**PAGE EXCERPT**
▼

- Born: 1 April 1942 Istanbul, Turkey
- Died: 20 December 2007 (aged 65) Istanbul, Turkey
- Occupations: Actor, caricaturist

= Savaş Dinçel =

Turkish actor (1942–2007)

Savaş Dinçel (1 April 1942 - 20 December 2007) was a Turkish actor.

==Biography==
Savaş Dinçel was born in 1942 in İstanbul. He studied at Koca Ragıp Paşa Primary School and İstanbul Erkek High School, before studying theatre at İstanbul Municipal Conservatory. For some time, he drew cartoons for the Günaydın paper at the Comedy Education Centre and became well known for his "Tonton' caricatures. Then he worked at the Münir Özkul Theatre, AST Theatre, YEN-AR Theatre before forming the Miyatro Vatandaş Theatre.

In 1997, he played İsmet İnönü in the film Kurtuluş directed by Ziya Öztan and 'Berber Al' in the film Ağır Roman directed by Mustafa Altıoklar. He reprised his role as İsmet İnönü again in the 1998 film Cumhuriyet. In 2000, he acted in Offside (Dar Alanda Kısa Paslaşmalar) and won 'Best Actor' awards at the 20th İstanbul Film Festival, 8th ÇASOD Film awards, and the 22nd SİYAD awards for his role as Hacı in the film. In 2002, he played Father Nusret in the series Ekmek Teknesi broadcast by ATV. In 2006, he acted in Ömer Uğur's film Eve Dönüş and continued acting and directing at the City Theatre.

On 20 December 2007, Dinçel suffered internal bleeding and died at İstanbul's Memorial Hospital.

▲

[Region pointing data]
▼

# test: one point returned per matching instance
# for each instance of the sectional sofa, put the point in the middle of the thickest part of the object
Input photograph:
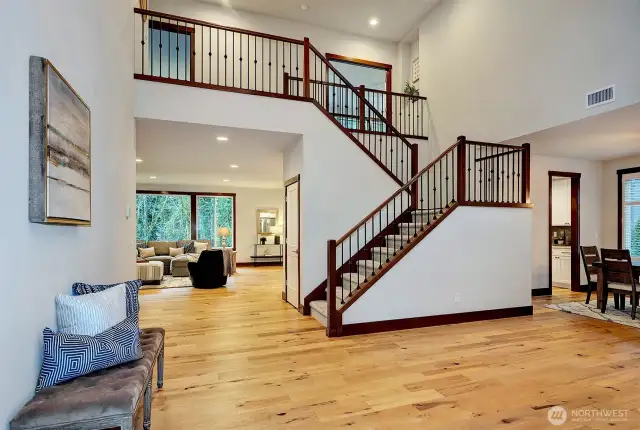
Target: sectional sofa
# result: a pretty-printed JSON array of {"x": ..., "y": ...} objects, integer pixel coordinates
[{"x": 162, "y": 255}]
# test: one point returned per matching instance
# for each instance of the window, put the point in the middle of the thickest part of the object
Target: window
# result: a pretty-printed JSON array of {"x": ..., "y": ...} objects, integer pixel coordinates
[
  {"x": 170, "y": 50},
  {"x": 168, "y": 216},
  {"x": 631, "y": 213},
  {"x": 214, "y": 212},
  {"x": 163, "y": 217}
]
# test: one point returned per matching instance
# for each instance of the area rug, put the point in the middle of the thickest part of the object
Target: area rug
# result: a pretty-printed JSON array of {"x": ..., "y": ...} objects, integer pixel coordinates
[
  {"x": 590, "y": 310},
  {"x": 170, "y": 282}
]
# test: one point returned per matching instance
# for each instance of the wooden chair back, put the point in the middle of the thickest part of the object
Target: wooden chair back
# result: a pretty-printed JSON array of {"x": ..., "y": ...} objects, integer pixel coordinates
[
  {"x": 617, "y": 267},
  {"x": 589, "y": 255}
]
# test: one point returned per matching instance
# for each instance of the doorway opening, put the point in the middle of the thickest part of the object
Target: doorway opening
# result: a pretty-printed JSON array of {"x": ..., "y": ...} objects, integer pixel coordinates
[
  {"x": 291, "y": 291},
  {"x": 564, "y": 231}
]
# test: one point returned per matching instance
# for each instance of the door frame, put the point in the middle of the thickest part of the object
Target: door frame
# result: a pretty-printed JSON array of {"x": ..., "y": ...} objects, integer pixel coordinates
[
  {"x": 575, "y": 230},
  {"x": 287, "y": 183}
]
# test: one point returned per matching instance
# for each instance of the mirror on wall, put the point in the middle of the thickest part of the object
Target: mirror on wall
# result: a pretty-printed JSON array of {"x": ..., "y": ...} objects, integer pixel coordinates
[{"x": 267, "y": 219}]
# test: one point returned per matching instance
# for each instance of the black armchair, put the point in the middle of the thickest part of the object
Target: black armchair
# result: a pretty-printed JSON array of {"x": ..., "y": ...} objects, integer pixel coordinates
[{"x": 208, "y": 272}]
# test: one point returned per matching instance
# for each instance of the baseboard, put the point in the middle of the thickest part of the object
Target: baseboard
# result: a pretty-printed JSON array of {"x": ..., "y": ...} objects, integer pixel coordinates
[
  {"x": 434, "y": 320},
  {"x": 266, "y": 263},
  {"x": 541, "y": 292}
]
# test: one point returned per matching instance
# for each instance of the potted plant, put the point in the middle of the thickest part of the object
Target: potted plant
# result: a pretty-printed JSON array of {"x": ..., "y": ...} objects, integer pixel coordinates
[{"x": 412, "y": 92}]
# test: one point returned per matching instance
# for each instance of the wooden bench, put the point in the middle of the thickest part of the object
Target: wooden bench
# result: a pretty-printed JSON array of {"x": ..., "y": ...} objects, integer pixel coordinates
[{"x": 109, "y": 398}]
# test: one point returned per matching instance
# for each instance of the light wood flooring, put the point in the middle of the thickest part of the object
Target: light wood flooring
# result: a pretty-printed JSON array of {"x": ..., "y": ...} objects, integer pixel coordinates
[{"x": 241, "y": 358}]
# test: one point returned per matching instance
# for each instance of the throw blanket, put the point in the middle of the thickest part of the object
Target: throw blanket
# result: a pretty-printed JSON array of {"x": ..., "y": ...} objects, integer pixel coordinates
[{"x": 226, "y": 255}]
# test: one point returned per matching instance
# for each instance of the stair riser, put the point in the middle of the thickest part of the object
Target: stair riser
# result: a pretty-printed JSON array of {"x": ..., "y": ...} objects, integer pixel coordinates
[{"x": 396, "y": 243}]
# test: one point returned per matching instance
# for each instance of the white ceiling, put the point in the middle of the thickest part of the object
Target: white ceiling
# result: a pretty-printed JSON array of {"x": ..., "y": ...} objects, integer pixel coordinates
[
  {"x": 397, "y": 18},
  {"x": 607, "y": 136},
  {"x": 188, "y": 154}
]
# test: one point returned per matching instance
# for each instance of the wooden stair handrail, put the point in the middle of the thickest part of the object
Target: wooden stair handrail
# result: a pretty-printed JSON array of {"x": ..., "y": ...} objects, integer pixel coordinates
[
  {"x": 372, "y": 108},
  {"x": 163, "y": 15}
]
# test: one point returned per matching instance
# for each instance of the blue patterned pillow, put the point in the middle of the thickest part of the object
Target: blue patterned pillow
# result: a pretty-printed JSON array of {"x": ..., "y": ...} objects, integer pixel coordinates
[
  {"x": 68, "y": 356},
  {"x": 132, "y": 288},
  {"x": 190, "y": 248}
]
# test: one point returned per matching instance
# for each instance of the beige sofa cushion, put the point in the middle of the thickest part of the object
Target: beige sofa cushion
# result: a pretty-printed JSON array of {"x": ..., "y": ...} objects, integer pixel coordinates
[
  {"x": 147, "y": 252},
  {"x": 162, "y": 247}
]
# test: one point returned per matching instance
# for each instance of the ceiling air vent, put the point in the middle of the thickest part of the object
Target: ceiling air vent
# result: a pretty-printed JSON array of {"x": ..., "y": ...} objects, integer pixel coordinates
[{"x": 601, "y": 96}]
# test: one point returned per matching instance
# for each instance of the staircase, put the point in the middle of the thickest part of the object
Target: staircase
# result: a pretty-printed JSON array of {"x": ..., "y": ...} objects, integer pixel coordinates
[
  {"x": 238, "y": 60},
  {"x": 469, "y": 173}
]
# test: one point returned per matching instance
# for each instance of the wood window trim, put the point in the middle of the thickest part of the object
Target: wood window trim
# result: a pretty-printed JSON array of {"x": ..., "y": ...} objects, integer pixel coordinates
[
  {"x": 194, "y": 218},
  {"x": 621, "y": 173},
  {"x": 179, "y": 29},
  {"x": 359, "y": 61}
]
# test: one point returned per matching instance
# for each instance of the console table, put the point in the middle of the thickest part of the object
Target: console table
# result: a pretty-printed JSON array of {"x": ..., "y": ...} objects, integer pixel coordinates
[{"x": 267, "y": 254}]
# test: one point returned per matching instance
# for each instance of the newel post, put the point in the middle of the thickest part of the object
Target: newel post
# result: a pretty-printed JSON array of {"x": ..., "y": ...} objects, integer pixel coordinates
[
  {"x": 461, "y": 189},
  {"x": 306, "y": 80},
  {"x": 332, "y": 281},
  {"x": 414, "y": 172},
  {"x": 526, "y": 173},
  {"x": 362, "y": 108}
]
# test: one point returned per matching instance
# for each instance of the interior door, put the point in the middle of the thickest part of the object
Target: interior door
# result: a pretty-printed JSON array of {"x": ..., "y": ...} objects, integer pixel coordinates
[{"x": 291, "y": 244}]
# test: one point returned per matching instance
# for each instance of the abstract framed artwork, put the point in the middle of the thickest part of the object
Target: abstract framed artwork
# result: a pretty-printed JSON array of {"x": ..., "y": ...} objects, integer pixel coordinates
[{"x": 59, "y": 149}]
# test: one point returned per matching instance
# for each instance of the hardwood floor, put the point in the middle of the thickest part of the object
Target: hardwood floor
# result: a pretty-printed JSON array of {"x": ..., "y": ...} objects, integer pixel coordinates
[{"x": 241, "y": 358}]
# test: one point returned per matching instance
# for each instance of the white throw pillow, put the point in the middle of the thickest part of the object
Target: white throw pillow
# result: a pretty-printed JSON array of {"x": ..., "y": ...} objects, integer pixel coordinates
[{"x": 91, "y": 314}]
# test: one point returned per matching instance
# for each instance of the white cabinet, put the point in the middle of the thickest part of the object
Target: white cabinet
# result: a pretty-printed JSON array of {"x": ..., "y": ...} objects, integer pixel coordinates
[
  {"x": 561, "y": 202},
  {"x": 561, "y": 266}
]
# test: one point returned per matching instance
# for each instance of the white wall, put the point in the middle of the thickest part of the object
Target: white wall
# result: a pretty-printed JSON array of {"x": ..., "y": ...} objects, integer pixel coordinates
[
  {"x": 324, "y": 40},
  {"x": 591, "y": 206},
  {"x": 339, "y": 185},
  {"x": 248, "y": 201},
  {"x": 498, "y": 69},
  {"x": 610, "y": 198},
  {"x": 292, "y": 161},
  {"x": 89, "y": 42},
  {"x": 483, "y": 254}
]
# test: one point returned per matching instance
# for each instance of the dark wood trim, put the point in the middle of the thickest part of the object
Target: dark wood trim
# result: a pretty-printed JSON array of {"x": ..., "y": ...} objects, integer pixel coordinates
[
  {"x": 359, "y": 61},
  {"x": 536, "y": 292},
  {"x": 162, "y": 15},
  {"x": 407, "y": 248},
  {"x": 160, "y": 79},
  {"x": 194, "y": 216},
  {"x": 435, "y": 320},
  {"x": 575, "y": 228},
  {"x": 405, "y": 188},
  {"x": 498, "y": 205},
  {"x": 356, "y": 141},
  {"x": 620, "y": 173},
  {"x": 292, "y": 181},
  {"x": 288, "y": 183}
]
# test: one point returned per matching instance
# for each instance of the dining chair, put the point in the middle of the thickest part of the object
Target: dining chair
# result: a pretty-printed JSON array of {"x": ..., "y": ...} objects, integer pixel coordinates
[
  {"x": 589, "y": 255},
  {"x": 617, "y": 271}
]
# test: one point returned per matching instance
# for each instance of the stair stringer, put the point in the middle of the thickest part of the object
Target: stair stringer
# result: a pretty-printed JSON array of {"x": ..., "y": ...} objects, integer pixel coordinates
[{"x": 481, "y": 254}]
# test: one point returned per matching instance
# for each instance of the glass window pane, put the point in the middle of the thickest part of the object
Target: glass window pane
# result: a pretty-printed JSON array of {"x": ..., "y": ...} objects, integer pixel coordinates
[
  {"x": 214, "y": 212},
  {"x": 163, "y": 217},
  {"x": 166, "y": 61}
]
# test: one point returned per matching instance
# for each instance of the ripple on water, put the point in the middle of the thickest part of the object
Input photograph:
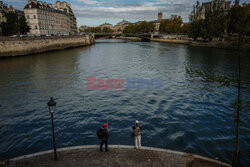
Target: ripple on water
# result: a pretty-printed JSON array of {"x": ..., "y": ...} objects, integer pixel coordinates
[{"x": 186, "y": 114}]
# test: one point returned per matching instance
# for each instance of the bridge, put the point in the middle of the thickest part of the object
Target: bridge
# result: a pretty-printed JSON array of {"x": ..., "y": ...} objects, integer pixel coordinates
[{"x": 144, "y": 37}]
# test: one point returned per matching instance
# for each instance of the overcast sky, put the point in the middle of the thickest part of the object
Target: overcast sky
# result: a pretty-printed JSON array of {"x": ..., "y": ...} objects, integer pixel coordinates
[{"x": 96, "y": 12}]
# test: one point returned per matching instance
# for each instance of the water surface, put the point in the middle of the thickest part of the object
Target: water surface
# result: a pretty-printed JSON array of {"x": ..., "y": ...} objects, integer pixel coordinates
[{"x": 189, "y": 113}]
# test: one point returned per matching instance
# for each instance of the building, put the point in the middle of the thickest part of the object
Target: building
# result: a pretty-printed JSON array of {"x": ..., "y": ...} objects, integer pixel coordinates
[
  {"x": 5, "y": 9},
  {"x": 106, "y": 25},
  {"x": 160, "y": 15},
  {"x": 44, "y": 19},
  {"x": 65, "y": 6},
  {"x": 157, "y": 22},
  {"x": 119, "y": 27},
  {"x": 208, "y": 6}
]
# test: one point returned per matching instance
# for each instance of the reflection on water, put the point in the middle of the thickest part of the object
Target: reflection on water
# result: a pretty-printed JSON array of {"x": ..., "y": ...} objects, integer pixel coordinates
[{"x": 188, "y": 114}]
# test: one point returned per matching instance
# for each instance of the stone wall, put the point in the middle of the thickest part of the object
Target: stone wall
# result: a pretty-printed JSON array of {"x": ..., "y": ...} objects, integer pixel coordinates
[{"x": 31, "y": 45}]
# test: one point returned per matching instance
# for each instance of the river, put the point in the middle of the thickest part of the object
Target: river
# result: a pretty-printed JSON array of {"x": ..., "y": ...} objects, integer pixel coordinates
[{"x": 190, "y": 110}]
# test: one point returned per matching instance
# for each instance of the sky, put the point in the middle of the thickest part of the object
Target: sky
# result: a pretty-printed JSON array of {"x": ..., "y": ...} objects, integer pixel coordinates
[{"x": 96, "y": 12}]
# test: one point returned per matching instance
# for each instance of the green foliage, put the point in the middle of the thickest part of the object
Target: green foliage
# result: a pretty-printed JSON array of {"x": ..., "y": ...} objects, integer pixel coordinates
[
  {"x": 143, "y": 27},
  {"x": 239, "y": 20},
  {"x": 186, "y": 28},
  {"x": 14, "y": 25},
  {"x": 23, "y": 26},
  {"x": 172, "y": 25},
  {"x": 206, "y": 77},
  {"x": 98, "y": 30},
  {"x": 213, "y": 25}
]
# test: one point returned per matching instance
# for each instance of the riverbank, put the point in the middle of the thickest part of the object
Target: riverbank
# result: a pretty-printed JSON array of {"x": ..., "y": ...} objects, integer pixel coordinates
[
  {"x": 32, "y": 45},
  {"x": 214, "y": 44},
  {"x": 130, "y": 38},
  {"x": 118, "y": 155}
]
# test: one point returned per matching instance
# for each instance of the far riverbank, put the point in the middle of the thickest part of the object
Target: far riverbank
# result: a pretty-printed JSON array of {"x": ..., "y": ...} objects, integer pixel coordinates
[
  {"x": 214, "y": 44},
  {"x": 32, "y": 45}
]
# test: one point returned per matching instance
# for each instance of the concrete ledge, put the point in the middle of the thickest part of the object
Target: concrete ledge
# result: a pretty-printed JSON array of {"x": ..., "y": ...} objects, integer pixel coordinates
[{"x": 126, "y": 147}]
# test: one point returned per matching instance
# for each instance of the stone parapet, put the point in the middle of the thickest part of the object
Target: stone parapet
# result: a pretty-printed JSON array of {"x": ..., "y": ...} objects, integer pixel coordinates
[
  {"x": 118, "y": 155},
  {"x": 31, "y": 45}
]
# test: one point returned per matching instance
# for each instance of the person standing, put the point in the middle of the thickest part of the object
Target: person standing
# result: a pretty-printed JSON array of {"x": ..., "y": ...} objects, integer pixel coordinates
[
  {"x": 103, "y": 135},
  {"x": 137, "y": 134}
]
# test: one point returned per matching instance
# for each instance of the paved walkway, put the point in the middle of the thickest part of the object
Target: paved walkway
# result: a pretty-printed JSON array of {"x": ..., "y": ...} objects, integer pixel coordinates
[{"x": 118, "y": 156}]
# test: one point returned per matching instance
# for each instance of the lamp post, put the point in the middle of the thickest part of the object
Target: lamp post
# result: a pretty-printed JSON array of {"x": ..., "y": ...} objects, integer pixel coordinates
[{"x": 52, "y": 106}]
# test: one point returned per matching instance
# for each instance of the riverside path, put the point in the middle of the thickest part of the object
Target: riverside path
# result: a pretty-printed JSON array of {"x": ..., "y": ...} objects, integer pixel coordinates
[{"x": 118, "y": 156}]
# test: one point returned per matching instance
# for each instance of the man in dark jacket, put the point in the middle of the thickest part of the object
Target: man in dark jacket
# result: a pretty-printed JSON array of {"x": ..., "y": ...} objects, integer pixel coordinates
[
  {"x": 103, "y": 135},
  {"x": 137, "y": 134}
]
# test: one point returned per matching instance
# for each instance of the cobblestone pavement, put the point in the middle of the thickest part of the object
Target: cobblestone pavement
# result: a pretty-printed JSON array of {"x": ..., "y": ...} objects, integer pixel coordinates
[{"x": 116, "y": 157}]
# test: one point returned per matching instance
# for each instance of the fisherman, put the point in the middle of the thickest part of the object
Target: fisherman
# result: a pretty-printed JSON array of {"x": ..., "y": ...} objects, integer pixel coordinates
[
  {"x": 137, "y": 134},
  {"x": 103, "y": 135}
]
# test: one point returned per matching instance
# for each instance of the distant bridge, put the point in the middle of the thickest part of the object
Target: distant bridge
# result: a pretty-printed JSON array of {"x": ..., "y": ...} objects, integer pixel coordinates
[{"x": 144, "y": 37}]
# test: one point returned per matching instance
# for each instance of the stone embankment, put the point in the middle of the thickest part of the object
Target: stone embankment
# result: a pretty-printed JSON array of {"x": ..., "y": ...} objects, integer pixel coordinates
[
  {"x": 118, "y": 155},
  {"x": 31, "y": 45},
  {"x": 130, "y": 38},
  {"x": 213, "y": 44}
]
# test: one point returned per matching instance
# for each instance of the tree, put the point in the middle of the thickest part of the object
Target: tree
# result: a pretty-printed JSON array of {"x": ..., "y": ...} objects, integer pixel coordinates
[
  {"x": 239, "y": 20},
  {"x": 213, "y": 25},
  {"x": 23, "y": 26},
  {"x": 238, "y": 23},
  {"x": 10, "y": 27},
  {"x": 172, "y": 25},
  {"x": 143, "y": 27}
]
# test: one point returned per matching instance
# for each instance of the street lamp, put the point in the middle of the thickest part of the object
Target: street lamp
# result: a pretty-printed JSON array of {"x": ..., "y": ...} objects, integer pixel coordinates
[{"x": 52, "y": 106}]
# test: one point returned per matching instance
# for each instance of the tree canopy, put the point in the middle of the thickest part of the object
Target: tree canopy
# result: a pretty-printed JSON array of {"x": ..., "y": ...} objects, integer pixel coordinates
[{"x": 143, "y": 27}]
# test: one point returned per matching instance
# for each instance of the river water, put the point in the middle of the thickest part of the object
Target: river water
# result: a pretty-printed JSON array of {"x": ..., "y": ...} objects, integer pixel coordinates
[{"x": 190, "y": 110}]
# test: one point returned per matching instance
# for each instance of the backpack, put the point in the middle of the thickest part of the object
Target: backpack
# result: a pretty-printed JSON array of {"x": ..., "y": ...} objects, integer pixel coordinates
[{"x": 137, "y": 131}]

▲

**EXERCISE REQUIREMENTS**
1/ In the Savaş Dinçel article, turn the paragraph beginning "Savaş Dinçel was born in 1942 in İstanbul" into a brief list that keeps its main facts.
2/ Reproduce everything in the Savaş Dinçel article from "In 1997, he" down to "the City Theatre.", swapping "series" for "TV series".

**RESPONSES BY TASK**
1/
- Born in 1942 in İstanbul.
- Attended Koca Ragıp Paşa Primary School and İstanbul Erkek High School.
- Studied theatre at İstanbul Municipal Conservatory.
- Drew cartoons for the Günaydın paper at the Comedy Education Centre and became known for his "Tonton" caricatures.
- Worked at the Münir Özkul Theatre, AST Theatre and YEN-AR Theatre.
- Formed the Miyatro Vatandaş Theatre.

2/
In 1997, he played İsmet İnönü in the film Kurtuluş directed by Ziya Öztan and 'Berber Al' in the film Ağır Roman directed by Mustafa Altıoklar. He reprised his role as İsmet İnönü again in the 1998 film Cumhuriyet. In 2000, he acted in Offside (Dar Alanda Kısa Paslaşmalar) and won 'Best Actor' awards at the 20th İstanbul Film Festival, 8th ÇASOD Film awards, and the 22nd SİYAD awards for his role as Hacı in the film. In 2002, he played Father Nusret in the TV series Ekmek Teknesi broadcast by ATV. In 2006, he acted in Ömer Uğur's film Eve Dönüş and continued acting and directing at the City Theatre.